GIVEN REQUEST 1 → Reproduce the email thread on bounce buffer sizing, starting with "On Tue, Jun" and going on through "Power, S390, etc.", switching "feedback" to "comments".
GIVEN REQUEST 2 → In the email thread on bounce buffer sizing, from what is the bounce buffer size to be determined?
GIVEN REQUEST 3 → Carry on the email thread on bounce buffer sizing from its final line.

DOCUMENT SEGMENT →
------------------------------------
Hello Konrad,

On Tue, Jun 23, 2020 at 09:38:43AM -0400, Konrad Rzeszutek Wilk wrote:
> On Mon, Apr 27, 2020 at 06:53:18PM +0000, Ashish Kalra wrote:
> > Hello Konrad,
> > 
> > On Mon, Mar 30, 2020 at 10:25:51PM +0000, Ashish Kalra wrote:
> > > Hello Konrad,
> > > 
> > > On Tue, Mar 03, 2020 at 12:03:53PM -0500, Konrad Rzeszutek Wilk wrote:
> > > > On Tue, Feb 04, 2020 at 07:35:00PM +0000, Ashish Kalra wrote:
> > > > > Hello Konrad,
> > > > > 
> > > > > Looking fwd. to your feedback regarding support of other memory
> > > > > encryption architectures such as Power, S390, etc.
> > > > > 
> > > > > Thanks,
> > > > > Ashish
> > > > > 
> > > > > On Fri, Jan 24, 2020 at 11:00:08PM +0000, Ashish Kalra wrote:
> > > > > > On Tue, Jan 21, 2020 at 03:54:03PM -0500, Konrad Rzeszutek Wilk 
> > > > > > wrote:
> > > > > > > > 
> > > > > > > > Additional memory calculations based on # of PCI devices and
> > > > > > > > their memory ranges will make it more complicated with so
> > > > > > > > many other permutations and combinations to explore, it is
> > > > > > > > essential to keep this patch as simple as possible by 
> > > > > > > > adjusting the bounce buffer size simply by determining it
> > > > > > > > from the amount of provisioned guest memory.
------------------------------------
DATASET →
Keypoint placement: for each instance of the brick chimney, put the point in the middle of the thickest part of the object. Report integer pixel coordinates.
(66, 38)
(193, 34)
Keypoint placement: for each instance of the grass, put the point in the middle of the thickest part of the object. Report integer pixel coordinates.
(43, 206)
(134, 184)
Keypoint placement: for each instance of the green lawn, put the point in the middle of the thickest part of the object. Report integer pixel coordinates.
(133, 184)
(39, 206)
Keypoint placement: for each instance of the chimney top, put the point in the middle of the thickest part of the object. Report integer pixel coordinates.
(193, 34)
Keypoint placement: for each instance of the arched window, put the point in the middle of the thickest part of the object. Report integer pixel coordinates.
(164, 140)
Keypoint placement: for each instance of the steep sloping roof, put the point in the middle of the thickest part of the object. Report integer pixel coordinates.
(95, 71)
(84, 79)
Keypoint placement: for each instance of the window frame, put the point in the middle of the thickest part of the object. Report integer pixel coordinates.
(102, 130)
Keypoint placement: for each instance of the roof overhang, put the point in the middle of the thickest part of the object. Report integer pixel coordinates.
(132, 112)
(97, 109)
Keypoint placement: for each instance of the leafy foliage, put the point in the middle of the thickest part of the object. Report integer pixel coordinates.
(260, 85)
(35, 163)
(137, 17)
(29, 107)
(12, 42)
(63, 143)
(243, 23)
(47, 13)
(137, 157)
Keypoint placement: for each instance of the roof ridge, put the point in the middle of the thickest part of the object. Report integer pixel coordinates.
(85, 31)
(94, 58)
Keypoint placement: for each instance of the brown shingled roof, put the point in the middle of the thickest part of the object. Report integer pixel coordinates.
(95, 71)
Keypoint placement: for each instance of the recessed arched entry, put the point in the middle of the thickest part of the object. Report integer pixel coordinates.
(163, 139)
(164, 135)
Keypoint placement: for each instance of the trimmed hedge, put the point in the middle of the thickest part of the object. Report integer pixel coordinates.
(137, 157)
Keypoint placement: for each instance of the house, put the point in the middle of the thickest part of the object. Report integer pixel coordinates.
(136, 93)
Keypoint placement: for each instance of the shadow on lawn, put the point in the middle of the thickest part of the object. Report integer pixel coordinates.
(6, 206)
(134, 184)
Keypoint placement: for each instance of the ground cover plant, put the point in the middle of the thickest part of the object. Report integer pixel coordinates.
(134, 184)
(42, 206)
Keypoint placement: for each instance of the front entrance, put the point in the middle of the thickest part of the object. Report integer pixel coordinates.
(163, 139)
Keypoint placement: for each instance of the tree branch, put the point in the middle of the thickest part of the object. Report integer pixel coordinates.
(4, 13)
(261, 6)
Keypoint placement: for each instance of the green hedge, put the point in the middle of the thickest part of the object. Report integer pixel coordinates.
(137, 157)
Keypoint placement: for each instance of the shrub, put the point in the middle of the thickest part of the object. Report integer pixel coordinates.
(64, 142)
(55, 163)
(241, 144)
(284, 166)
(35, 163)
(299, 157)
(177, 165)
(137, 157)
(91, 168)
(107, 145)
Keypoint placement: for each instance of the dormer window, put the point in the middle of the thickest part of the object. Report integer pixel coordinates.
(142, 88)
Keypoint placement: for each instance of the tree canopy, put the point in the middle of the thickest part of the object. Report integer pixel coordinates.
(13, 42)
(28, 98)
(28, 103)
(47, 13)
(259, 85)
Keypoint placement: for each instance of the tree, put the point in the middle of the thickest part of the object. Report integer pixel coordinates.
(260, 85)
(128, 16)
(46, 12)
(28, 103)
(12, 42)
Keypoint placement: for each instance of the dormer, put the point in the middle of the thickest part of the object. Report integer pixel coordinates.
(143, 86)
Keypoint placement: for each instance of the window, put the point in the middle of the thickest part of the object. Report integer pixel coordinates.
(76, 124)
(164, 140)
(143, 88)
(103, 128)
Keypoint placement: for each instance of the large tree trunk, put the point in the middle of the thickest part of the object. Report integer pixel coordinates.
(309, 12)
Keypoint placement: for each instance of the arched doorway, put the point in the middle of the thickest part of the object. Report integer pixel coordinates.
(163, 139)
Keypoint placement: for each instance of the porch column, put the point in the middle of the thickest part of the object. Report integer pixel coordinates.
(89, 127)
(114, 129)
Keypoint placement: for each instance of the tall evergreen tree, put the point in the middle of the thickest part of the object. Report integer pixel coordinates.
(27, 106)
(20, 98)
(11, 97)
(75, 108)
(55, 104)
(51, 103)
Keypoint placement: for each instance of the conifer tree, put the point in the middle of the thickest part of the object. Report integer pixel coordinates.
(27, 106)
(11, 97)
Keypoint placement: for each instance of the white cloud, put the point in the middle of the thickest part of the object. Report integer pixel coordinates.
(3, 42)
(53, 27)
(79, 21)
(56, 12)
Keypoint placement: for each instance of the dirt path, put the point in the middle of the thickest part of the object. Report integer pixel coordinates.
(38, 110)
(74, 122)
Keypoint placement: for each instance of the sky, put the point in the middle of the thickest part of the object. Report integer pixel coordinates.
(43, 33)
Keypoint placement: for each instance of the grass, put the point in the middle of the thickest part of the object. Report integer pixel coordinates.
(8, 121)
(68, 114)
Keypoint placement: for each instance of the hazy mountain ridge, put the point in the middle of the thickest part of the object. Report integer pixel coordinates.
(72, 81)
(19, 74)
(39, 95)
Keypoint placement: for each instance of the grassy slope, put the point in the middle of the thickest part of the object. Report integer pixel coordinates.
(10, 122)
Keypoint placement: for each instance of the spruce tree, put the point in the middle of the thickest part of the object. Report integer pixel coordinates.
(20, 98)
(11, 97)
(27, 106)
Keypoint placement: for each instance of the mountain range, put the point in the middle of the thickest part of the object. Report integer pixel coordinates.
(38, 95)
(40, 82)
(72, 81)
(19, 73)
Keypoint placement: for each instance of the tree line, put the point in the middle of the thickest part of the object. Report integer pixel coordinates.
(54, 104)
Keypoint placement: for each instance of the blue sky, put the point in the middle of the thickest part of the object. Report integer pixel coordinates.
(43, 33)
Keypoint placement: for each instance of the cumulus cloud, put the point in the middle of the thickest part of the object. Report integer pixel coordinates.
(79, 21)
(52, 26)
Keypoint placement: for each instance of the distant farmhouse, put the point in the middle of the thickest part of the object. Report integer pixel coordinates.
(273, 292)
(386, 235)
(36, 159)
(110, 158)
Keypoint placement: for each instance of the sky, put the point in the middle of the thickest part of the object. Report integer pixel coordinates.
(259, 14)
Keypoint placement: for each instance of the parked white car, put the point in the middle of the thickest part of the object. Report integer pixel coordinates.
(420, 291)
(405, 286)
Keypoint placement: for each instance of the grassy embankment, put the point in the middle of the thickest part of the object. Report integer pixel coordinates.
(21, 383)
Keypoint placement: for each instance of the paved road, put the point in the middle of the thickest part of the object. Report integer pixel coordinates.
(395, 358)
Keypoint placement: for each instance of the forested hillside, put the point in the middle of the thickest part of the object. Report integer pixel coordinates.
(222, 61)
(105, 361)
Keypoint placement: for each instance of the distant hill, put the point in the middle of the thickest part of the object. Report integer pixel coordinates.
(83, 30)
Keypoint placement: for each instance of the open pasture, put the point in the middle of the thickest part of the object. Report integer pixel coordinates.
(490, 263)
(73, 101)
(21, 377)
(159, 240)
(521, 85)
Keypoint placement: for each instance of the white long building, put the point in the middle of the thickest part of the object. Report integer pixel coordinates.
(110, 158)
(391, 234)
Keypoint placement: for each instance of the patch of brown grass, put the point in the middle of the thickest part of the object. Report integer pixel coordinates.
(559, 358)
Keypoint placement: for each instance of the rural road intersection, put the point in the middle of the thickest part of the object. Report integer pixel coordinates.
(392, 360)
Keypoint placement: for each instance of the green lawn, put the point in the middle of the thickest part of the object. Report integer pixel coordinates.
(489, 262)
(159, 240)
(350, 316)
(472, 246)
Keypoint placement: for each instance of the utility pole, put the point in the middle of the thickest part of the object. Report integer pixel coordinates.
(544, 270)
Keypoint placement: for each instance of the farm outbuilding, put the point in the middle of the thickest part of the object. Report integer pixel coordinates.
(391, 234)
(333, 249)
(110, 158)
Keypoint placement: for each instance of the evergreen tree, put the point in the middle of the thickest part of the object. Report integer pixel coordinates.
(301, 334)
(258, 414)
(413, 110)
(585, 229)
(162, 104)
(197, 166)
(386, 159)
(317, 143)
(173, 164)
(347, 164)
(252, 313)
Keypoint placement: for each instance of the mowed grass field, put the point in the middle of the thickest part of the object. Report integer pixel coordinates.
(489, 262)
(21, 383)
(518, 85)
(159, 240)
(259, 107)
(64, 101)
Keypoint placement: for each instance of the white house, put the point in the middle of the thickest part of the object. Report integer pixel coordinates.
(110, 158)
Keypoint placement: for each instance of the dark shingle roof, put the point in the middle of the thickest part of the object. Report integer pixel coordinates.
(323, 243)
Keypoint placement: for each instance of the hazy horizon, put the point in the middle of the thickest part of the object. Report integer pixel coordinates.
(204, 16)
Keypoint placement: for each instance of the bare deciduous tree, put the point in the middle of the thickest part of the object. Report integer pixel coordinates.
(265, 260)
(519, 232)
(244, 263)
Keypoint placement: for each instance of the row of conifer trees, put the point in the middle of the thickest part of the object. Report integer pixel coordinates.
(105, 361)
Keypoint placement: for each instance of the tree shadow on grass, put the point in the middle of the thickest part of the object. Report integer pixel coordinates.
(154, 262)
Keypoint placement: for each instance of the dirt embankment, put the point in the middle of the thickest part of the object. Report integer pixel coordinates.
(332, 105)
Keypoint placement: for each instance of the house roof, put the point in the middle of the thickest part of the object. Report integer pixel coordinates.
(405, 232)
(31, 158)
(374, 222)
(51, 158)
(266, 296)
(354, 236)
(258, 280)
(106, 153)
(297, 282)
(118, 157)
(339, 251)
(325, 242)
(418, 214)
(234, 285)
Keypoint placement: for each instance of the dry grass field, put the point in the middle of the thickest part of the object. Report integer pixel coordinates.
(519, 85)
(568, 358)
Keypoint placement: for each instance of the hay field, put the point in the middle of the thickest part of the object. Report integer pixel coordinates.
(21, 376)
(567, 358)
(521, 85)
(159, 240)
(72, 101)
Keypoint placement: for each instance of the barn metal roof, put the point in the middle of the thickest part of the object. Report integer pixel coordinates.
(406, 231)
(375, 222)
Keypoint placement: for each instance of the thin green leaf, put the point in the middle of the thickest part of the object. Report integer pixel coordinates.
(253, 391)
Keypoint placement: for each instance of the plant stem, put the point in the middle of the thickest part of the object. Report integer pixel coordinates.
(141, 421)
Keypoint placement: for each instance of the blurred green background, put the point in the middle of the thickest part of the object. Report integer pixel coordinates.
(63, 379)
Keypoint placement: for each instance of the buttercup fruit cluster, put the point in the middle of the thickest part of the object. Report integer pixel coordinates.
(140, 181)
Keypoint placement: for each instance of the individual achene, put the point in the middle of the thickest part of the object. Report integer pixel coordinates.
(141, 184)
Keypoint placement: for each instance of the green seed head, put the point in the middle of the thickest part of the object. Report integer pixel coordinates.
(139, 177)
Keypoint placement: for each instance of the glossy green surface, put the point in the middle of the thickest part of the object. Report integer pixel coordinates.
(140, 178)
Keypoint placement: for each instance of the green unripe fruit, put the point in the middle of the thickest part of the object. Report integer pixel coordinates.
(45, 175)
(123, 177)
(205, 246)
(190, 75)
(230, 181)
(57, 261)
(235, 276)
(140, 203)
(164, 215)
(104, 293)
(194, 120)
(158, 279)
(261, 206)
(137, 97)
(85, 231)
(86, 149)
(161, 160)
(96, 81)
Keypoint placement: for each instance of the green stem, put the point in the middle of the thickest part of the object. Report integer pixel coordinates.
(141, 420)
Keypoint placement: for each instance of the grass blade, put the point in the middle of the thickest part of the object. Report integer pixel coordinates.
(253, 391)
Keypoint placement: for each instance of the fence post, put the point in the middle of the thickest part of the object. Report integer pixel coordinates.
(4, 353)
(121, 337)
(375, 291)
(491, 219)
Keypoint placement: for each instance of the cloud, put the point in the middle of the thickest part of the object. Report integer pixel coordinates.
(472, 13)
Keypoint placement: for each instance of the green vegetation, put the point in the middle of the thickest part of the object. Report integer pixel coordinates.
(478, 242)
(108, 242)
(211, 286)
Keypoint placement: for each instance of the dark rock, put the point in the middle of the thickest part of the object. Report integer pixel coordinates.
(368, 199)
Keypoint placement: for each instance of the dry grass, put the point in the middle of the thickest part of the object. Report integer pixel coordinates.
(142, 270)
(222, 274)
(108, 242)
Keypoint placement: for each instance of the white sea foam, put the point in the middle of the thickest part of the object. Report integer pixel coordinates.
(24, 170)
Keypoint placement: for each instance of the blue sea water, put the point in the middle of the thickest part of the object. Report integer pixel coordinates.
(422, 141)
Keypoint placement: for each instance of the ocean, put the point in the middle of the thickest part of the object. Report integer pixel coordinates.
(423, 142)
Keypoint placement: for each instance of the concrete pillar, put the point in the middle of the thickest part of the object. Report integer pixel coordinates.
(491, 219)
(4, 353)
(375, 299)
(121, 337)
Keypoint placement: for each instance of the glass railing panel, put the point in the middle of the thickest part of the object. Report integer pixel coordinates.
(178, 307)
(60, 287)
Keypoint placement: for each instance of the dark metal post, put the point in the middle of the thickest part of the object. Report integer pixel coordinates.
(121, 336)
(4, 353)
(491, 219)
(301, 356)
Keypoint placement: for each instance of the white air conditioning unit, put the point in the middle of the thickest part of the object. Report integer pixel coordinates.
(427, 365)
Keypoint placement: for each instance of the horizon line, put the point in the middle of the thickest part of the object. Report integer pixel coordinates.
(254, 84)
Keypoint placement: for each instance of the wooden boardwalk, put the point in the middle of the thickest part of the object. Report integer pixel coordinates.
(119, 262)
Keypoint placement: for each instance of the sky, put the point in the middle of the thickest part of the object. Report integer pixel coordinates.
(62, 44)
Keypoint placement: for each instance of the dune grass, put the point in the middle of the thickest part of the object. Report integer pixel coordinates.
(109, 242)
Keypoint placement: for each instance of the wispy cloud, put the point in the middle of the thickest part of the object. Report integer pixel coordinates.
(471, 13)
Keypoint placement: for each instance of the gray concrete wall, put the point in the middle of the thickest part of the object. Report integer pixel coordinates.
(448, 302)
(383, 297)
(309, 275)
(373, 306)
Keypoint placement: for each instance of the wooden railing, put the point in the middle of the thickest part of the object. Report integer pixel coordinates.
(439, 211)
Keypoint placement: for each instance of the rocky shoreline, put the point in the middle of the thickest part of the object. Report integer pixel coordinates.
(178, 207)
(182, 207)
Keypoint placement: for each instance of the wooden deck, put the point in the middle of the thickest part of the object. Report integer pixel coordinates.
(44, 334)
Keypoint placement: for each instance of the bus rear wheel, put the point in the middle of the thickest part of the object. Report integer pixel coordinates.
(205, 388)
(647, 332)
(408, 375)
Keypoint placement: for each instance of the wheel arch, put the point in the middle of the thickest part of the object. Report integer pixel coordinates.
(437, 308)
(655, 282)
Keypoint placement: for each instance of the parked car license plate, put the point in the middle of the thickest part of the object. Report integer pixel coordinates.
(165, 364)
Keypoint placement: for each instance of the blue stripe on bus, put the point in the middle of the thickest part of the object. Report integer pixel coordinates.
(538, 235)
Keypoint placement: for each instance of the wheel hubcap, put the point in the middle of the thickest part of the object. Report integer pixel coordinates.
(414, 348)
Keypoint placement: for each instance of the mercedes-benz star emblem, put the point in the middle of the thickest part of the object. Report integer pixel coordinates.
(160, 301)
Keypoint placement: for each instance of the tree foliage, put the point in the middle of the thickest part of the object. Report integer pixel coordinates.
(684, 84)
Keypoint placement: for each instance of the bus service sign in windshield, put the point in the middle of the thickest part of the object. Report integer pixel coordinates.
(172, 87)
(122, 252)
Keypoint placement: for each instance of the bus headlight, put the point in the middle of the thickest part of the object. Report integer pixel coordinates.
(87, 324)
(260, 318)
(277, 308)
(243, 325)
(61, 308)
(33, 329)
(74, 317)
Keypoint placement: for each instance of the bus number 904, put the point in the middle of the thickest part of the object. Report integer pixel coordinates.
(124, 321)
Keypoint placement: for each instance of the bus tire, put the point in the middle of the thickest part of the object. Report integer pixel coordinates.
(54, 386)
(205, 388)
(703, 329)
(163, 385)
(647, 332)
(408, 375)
------------------------------------
WRITTEN ANSWER 1 →
On Tue, Jun 23, 2020 at 09:38:43AM -0400, Konrad Rzeszutek Wilk wrote:
> On Mon, Apr 27, 2020 at 06:53:18PM +0000, Ashish Kalra wrote:
> > Hello Konrad,
> > 
> > On Mon, Mar 30, 2020 at 10:25:51PM +0000, Ashish Kalra wrote:
> > > Hello Konrad,
> > > 
> > > On Tue, Mar 03, 2020 at 12:03:53PM -0500, Konrad Rzeszutek Wilk wrote:
> > > > On Tue, Feb 04, 2020 at 07:35:00PM +0000, Ashish Kalra wrote:
> > > > > Hello Konrad,
> > > > > 
> > > > > Looking fwd. to your comments regarding support of other memory
> > > > > encryption architectures such as Power, S390, etc.

WRITTEN ANSWER 2 → From the amount of provisioned guest memory.

WRITTEN ANSWER 3 →
> > > > > > >> 
> > > > > > >> Please rework the patch to:
> > > > > > >> 
> > > > > > >>  - Use a log solution instead of the multiplication.
> > > > > > >>    Feel free to cap it at a sensible value.
> > > > > > 
> > > > > > Ok.
> > > > > > 
> > > > > > >> 
> > > > > > >>  - Also the code depends on SWIOTLB calling in to the
> > > > > > >>    adjust_swiotlb_default_size which looks wrong.
> > > > > > >> 
> > > > > > >>    You should not adjust io_tlb_nslabs from 
> > > > > > >> swiotlb_size_or_default.
> > > > > > 
> > > > > > >>    That function's purpose is to report a value.
> > > > > > >> 
> > > > > > >>  - Make io_tlb_nslabs be visible outside of the SWIOTLB code.
> > > > > > >> 
> > > > > > >>  - Can you utilize the IOMMU_INIT APIs and have your own detect 
> > > > > > >> which would
> > > > > > >>    modify the io_tlb_nslabs (and set swiotbl=1?).
> > > > > > 
> > > > > > This seems to be a nice option, but then IOMMU_INIT APIs are
> > > > > > x86-specific and this swiotlb buffer size adjustment is also needed
> > > > > > for other memory encryption architectures like Power, S390, etc.
> > > > 
> > > > Oh dear. That I hadn't considered.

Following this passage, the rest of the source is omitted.